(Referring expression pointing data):
======

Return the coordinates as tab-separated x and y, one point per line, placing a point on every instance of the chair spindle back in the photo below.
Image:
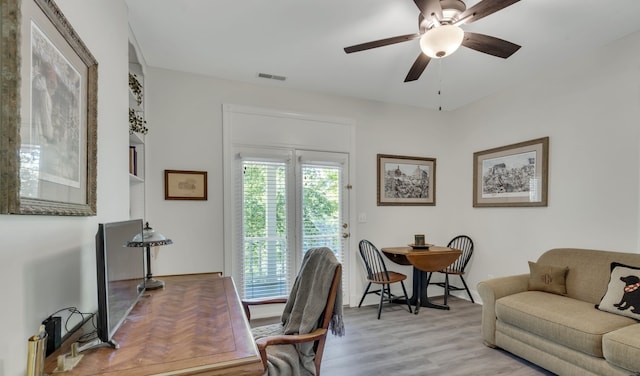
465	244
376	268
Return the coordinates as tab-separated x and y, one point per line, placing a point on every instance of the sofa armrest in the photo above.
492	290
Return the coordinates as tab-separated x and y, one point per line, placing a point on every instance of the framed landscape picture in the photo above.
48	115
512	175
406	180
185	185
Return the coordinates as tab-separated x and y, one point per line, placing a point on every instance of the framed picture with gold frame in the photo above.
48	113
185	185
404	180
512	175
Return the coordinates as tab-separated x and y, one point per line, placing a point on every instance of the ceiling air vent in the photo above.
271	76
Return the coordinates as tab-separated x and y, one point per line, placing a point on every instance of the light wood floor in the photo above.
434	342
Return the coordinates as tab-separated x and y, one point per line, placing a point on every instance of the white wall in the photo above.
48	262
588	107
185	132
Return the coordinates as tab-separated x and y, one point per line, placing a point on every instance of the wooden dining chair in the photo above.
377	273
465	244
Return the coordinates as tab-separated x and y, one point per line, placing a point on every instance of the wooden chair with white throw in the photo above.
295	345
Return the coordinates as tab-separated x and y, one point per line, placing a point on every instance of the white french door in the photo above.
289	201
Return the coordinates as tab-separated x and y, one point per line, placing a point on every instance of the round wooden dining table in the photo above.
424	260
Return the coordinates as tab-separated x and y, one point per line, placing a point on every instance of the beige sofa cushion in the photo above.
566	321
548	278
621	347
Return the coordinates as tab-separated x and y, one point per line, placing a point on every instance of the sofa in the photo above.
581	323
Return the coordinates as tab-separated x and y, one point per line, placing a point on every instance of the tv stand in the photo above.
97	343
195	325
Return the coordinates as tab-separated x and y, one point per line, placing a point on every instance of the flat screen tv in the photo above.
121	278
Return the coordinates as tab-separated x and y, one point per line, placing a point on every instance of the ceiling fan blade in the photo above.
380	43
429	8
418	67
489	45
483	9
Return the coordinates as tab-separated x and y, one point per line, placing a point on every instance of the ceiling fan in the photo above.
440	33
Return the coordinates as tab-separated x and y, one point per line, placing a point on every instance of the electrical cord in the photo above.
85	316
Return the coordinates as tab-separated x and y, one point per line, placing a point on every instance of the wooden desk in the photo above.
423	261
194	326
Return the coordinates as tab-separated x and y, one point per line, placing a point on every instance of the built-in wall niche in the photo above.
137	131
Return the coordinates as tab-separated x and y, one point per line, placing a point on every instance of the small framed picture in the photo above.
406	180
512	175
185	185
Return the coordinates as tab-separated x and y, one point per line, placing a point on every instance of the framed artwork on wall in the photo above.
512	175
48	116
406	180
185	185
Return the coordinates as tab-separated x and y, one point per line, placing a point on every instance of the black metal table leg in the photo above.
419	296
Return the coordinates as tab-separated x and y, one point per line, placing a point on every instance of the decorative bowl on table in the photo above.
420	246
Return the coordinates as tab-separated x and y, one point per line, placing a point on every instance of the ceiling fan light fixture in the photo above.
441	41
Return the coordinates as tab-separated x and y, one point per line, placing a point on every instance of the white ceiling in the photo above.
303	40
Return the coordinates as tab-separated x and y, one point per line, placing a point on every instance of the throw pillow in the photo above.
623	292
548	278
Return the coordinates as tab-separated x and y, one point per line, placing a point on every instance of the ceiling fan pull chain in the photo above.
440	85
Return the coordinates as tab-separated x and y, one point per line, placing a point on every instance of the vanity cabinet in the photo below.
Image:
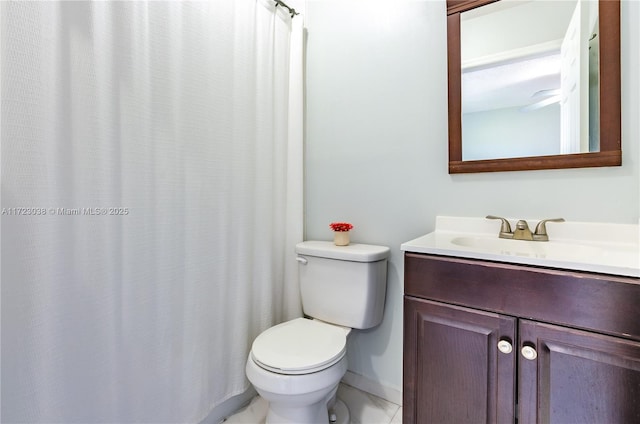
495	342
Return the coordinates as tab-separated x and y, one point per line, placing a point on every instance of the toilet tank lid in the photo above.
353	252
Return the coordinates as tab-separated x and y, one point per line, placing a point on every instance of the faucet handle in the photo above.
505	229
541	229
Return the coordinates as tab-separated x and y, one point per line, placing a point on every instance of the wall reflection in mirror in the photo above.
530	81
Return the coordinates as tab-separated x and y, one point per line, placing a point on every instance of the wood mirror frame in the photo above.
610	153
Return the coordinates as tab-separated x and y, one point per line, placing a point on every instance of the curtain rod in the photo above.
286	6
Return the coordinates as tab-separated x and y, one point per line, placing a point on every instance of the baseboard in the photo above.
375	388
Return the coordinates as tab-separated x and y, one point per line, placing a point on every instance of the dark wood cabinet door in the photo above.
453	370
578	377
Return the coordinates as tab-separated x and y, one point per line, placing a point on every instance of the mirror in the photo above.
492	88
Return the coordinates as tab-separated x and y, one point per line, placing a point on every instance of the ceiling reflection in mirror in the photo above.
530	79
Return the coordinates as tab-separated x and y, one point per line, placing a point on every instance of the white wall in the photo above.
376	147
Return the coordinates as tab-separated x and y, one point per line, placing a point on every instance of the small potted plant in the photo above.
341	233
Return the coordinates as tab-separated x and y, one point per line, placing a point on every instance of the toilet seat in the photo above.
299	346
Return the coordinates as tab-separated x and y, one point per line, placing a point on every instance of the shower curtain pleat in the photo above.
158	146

======

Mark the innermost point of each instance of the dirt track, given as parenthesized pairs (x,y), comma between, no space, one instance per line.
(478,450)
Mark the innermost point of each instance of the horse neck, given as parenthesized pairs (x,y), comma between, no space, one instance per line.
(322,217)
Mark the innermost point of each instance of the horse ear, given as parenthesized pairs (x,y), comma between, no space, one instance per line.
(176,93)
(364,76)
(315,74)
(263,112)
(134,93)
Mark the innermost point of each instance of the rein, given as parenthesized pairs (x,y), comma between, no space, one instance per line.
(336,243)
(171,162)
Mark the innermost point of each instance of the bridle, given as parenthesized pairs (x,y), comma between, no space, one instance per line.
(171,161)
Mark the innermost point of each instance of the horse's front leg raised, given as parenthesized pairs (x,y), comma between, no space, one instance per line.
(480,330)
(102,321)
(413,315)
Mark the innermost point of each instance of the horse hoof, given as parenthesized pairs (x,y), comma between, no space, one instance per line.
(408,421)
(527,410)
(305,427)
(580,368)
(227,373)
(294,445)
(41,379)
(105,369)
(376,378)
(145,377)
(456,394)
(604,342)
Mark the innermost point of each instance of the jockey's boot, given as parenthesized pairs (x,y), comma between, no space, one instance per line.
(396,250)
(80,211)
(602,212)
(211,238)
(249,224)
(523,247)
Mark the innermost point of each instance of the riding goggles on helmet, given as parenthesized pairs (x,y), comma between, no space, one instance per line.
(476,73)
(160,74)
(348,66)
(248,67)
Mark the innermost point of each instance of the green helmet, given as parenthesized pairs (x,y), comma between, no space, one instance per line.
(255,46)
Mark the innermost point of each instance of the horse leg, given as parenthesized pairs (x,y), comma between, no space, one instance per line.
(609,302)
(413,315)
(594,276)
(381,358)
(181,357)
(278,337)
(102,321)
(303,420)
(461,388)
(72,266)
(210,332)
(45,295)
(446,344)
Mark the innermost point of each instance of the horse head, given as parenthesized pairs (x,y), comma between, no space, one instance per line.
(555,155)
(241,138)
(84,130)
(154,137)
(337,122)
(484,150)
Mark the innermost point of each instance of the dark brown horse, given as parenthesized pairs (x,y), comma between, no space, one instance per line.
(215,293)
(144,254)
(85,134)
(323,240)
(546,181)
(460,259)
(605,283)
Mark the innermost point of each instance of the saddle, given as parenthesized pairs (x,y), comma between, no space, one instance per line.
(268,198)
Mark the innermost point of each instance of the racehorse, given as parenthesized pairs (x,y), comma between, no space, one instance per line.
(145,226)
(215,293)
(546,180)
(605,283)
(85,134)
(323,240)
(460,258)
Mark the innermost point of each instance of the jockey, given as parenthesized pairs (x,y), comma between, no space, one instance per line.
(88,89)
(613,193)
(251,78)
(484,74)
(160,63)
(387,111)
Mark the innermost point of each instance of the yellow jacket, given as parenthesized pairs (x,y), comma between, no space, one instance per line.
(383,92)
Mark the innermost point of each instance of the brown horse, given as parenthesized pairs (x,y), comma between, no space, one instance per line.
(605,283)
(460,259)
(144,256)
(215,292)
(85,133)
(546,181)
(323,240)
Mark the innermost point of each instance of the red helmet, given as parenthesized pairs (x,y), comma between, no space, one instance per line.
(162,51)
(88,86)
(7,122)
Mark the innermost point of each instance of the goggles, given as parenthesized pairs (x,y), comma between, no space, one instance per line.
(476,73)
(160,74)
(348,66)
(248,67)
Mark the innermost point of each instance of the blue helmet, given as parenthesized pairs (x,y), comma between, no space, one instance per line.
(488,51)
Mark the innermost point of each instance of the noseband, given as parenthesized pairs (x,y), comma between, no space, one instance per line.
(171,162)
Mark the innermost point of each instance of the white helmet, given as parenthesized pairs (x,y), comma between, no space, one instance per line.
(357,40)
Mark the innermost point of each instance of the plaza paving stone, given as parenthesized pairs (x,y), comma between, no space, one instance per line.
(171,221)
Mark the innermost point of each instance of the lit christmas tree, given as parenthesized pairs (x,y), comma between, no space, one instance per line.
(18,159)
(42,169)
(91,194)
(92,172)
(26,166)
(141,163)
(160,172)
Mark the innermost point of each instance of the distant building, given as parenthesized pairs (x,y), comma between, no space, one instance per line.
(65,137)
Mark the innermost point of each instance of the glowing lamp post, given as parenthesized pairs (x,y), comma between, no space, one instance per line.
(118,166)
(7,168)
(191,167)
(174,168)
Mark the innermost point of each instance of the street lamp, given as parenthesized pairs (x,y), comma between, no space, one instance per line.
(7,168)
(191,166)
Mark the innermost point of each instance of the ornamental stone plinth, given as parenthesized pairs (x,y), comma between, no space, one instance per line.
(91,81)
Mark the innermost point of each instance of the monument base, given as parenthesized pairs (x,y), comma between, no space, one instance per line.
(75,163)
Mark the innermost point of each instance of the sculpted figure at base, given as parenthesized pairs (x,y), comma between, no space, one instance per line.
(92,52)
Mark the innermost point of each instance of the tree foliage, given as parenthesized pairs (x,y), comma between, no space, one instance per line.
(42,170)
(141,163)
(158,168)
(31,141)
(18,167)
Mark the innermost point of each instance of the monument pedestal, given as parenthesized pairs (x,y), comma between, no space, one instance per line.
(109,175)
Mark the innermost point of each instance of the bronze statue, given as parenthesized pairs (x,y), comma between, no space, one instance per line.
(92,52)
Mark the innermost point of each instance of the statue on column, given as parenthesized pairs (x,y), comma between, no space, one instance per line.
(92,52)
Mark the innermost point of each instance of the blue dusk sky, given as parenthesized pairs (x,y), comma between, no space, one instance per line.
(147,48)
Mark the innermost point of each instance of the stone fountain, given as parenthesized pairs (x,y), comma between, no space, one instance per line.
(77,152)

======

(Try it): In these records, tally the lines that contain the string "below", and give only the result.

(Answer box): 2